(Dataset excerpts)
========

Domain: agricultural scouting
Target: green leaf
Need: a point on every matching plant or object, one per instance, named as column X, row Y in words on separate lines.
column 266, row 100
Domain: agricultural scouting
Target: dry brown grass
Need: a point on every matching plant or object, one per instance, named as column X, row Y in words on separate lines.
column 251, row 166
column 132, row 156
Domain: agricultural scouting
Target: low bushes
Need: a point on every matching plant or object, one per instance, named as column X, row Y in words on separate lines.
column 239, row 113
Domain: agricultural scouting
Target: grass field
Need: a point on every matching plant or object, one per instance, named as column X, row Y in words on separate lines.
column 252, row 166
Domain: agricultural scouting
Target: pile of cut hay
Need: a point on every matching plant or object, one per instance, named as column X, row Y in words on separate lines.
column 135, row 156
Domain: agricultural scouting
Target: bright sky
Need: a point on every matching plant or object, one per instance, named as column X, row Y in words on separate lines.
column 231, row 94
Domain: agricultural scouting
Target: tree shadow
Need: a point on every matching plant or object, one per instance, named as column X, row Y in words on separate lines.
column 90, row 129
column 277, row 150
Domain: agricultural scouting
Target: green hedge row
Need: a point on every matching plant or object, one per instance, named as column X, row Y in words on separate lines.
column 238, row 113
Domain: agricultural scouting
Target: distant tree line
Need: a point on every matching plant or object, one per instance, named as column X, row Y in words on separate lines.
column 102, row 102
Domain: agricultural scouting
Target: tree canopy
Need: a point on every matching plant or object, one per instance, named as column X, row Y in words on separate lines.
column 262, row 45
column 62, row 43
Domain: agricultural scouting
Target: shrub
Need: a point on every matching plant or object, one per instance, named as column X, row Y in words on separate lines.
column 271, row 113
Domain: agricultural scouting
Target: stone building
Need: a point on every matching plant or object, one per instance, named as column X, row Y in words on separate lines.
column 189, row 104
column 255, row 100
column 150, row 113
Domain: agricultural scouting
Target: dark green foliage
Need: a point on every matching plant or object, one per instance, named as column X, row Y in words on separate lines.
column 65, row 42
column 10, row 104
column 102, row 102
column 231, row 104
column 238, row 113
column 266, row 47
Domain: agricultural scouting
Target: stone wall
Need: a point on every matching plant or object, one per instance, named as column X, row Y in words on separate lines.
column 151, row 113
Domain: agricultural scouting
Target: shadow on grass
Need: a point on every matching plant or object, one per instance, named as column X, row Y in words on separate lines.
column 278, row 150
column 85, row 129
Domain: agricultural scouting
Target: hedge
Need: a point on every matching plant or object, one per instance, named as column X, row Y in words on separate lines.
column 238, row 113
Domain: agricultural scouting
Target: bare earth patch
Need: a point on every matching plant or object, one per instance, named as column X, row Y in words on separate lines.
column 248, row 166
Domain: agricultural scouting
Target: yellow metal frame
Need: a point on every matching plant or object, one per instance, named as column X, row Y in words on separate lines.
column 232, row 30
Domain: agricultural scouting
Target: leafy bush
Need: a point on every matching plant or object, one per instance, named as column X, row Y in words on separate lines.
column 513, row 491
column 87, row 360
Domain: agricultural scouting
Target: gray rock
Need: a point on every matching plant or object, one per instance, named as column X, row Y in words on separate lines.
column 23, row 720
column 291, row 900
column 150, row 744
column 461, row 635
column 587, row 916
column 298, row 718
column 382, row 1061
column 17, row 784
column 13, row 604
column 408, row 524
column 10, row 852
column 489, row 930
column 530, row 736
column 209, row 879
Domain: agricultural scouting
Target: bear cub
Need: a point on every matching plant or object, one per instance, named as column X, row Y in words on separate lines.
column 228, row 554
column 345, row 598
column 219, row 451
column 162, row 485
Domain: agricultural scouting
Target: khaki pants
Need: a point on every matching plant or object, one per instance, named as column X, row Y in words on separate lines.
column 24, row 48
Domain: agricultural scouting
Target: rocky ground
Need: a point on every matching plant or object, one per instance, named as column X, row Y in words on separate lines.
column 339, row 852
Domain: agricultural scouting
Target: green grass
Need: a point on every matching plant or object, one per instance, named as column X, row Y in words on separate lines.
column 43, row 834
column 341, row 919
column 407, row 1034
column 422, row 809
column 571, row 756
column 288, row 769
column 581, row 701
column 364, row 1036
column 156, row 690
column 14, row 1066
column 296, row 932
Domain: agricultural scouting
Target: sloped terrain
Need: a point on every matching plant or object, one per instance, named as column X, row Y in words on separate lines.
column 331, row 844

========

Exercise details:
Identify every line above with the string "green" in it. Copy those lines.

Result for this exercise:
Target: green leaf
Target: green hedge row
Target: dark green foliage
Target: green grass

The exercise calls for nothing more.